## CHALLENGE 1
List each line of the records in which the word "woman" occurs.

________________

Bright young things

Recent IPOs suggest alternative income fund launches are giving way to more traditional equity funds…
William Sobczak
Last update 10 May 2018

2017 was by all measures a very good year for investors. With an equity market in full cry, we saw the FTSE 100 reach all-time highs on the final trading day of the year, and the S&P 500 achieve its first ever ‘perfect’ calendar year with positive returns every month. Meanwhile, volatility was low, particularly in the US, and the VIX Index ‘fear gauge’ continued to reflect a singular calmness among investors.

What a difference a year makes...

Volatility has come back with a bang in 2018, and after hitting a record high in January, the FTSE 100 lost more than 900 points before the start of April amid worries about US trade tariffs, increasing bond yields, technology valuations and the Facebook data scandal. April saw the tables turn and the FTSE 100 rise 453 points, or 6.42%, ending the month at the highest level since 31 January, registering the ninth best month for the FTSE 100 in the past decade.

Alongside the volatility in the markets, the first three months of the new year saw the weakest period of economic activity for Britain in more than five years, slowing the economy to a virtual standstill. As can be seen in the graph, GDP growth has been in steady decline over recent years, and sharp contractions have been seen across construction, industrial production and services. Additionally, other key areas have been subsiding including credit growth, mortgages approval, manufacturing and consumer spending.

________________

## CHALLENGE 2
For the article on market volatility above, state whether each of the following statements agrees with it, answering yes or no and quoting the words of the article that decide the matter: (a) The FTSE 100 reached all-time highs on the final trading day of 2017. (b) The FTSE 100 fell during April 2018. (c) In the first three months of 2018, Britain recorded its strongest economic activity in more than five years.

________________

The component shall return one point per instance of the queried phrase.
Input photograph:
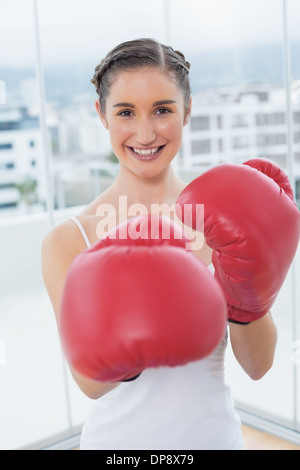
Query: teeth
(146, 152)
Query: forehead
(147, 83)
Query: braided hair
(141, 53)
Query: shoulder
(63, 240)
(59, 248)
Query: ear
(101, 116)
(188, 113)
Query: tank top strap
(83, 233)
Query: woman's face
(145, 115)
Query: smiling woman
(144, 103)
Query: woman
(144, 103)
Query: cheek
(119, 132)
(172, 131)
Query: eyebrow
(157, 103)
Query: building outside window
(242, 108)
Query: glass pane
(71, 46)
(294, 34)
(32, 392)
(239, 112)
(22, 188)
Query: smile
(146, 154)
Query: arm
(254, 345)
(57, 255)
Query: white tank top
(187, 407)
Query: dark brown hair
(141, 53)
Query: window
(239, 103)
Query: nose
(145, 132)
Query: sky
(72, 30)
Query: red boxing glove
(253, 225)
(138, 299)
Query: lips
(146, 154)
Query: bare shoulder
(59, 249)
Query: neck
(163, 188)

________________

## FINISHED ANSWER 1
Query: woman's face
Query: smiling woman
Query: woman

## FINISHED ANSWER 2
(a) Yes: "we saw the FTSE 100 reach all-time highs on the final trading day of the year"
(b) No: "April saw the tables turn and the FTSE 100 rise 453 points, or 6.42%"
(c) No: "the first three months of the new year saw the weakest period of economic activity for Britain in more than five years"